*** Opening of MATERIALS PROVIDED ***

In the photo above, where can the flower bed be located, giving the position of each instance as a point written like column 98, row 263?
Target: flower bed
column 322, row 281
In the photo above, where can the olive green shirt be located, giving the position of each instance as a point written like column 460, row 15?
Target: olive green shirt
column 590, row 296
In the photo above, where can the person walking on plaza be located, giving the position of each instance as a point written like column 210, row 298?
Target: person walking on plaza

*** Close of MATERIALS PROVIDED ***

Each entry above needs to be returned exactly as written.

In the photo above, where can the flower bed be located, giving the position of each instance as a point written like column 98, row 263?
Target: flower bed
column 322, row 281
In the photo above, where can the olive green shirt be located, giving the position of each instance as a point written like column 460, row 15?
Target: olive green shirt
column 590, row 296
In the photo above, where can the person walking on plaza be located, giving the position of each instance as a point written like column 210, row 298?
Target: person walking on plaza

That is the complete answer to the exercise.